Problem:
If a line of the listing contains the string "polygon", return that line.

Listed entries:
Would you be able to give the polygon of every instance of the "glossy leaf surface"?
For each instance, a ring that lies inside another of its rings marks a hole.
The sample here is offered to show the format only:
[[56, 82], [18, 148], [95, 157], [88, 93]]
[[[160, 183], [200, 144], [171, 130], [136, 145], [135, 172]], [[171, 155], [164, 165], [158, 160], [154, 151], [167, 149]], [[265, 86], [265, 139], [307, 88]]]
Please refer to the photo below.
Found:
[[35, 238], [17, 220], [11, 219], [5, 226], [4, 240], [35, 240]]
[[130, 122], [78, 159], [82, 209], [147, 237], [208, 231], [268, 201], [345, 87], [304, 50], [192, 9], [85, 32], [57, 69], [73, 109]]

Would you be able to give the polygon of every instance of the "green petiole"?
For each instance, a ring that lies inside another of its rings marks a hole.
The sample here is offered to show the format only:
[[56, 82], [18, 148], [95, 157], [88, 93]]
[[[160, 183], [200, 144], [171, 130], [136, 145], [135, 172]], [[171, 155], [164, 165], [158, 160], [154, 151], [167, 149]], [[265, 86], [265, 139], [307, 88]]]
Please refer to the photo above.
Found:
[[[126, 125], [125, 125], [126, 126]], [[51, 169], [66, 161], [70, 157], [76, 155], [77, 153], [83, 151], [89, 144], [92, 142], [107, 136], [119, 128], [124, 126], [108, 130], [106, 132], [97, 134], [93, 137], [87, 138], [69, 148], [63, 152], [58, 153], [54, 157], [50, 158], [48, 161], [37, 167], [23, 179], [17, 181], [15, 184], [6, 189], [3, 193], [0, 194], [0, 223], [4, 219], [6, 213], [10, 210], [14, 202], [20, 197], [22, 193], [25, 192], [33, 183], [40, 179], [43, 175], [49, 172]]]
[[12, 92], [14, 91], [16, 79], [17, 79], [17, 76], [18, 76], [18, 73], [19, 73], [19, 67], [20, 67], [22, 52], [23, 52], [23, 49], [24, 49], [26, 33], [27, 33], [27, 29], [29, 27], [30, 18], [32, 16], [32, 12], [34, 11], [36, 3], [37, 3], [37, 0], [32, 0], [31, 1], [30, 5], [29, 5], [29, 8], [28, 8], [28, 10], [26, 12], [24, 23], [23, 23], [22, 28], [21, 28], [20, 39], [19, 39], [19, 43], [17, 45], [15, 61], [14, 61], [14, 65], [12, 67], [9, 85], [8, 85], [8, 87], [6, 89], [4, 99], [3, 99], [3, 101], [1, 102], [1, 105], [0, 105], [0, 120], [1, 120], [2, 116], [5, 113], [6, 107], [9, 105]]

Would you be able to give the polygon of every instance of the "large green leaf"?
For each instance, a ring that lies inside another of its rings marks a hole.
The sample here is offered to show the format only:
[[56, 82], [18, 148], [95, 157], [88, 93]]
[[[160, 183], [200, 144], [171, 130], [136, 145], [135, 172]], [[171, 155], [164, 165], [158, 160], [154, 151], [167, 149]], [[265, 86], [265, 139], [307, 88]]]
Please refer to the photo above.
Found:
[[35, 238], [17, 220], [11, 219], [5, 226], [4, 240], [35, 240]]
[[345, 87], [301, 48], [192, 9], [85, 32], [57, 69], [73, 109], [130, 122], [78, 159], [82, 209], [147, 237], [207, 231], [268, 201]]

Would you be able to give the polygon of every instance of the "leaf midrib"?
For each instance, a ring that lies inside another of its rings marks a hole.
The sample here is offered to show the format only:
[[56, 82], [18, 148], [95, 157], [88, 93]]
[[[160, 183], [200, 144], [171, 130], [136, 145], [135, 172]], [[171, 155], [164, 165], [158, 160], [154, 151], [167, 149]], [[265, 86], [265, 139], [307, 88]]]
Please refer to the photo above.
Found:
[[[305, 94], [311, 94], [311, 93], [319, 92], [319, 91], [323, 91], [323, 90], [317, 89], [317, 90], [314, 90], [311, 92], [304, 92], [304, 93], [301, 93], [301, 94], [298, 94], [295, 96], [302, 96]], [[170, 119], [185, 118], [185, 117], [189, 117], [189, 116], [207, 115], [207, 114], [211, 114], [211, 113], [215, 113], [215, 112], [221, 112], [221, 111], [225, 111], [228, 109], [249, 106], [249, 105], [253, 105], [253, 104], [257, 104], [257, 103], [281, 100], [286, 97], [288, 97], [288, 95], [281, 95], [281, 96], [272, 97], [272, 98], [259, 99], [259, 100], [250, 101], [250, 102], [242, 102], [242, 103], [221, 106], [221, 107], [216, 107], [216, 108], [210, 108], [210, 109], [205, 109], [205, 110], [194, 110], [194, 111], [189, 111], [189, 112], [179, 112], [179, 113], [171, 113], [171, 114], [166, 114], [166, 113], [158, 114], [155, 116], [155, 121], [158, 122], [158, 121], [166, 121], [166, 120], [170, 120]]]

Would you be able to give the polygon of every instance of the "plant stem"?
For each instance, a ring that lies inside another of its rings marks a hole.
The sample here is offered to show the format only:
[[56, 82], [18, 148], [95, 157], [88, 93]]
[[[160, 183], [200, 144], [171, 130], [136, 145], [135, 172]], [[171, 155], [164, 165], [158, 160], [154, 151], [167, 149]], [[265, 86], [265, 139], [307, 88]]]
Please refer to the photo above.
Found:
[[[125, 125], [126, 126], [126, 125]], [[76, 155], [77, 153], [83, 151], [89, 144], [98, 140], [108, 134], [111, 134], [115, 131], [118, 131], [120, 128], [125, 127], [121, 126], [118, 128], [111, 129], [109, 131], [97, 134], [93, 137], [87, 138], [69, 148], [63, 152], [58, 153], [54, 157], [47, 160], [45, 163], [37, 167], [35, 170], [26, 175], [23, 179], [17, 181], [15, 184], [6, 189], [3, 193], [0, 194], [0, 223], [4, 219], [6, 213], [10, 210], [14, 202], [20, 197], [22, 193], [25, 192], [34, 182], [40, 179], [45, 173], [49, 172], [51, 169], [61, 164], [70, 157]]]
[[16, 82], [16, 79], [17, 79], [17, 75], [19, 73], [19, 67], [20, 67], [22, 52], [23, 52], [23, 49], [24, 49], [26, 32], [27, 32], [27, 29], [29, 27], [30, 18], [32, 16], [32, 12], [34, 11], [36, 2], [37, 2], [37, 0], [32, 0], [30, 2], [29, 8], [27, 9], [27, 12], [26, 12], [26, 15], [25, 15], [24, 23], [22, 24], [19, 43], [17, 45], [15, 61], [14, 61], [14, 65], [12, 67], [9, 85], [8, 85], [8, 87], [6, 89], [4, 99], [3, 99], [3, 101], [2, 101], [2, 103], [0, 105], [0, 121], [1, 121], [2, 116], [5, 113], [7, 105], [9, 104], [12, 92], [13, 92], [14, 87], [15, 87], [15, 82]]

Answer section:
Would you be able to give the polygon of every instance of the "glossy leaf surface"?
Would you be able to give the polygon of every instance of the "green petiole"?
Would you be able to give the polygon of every instance of the "large green leaf"?
Would you be able to give the polygon of every instance of the "leaf midrib"?
Would you be able to give the polygon of every instance of the "plant stem"?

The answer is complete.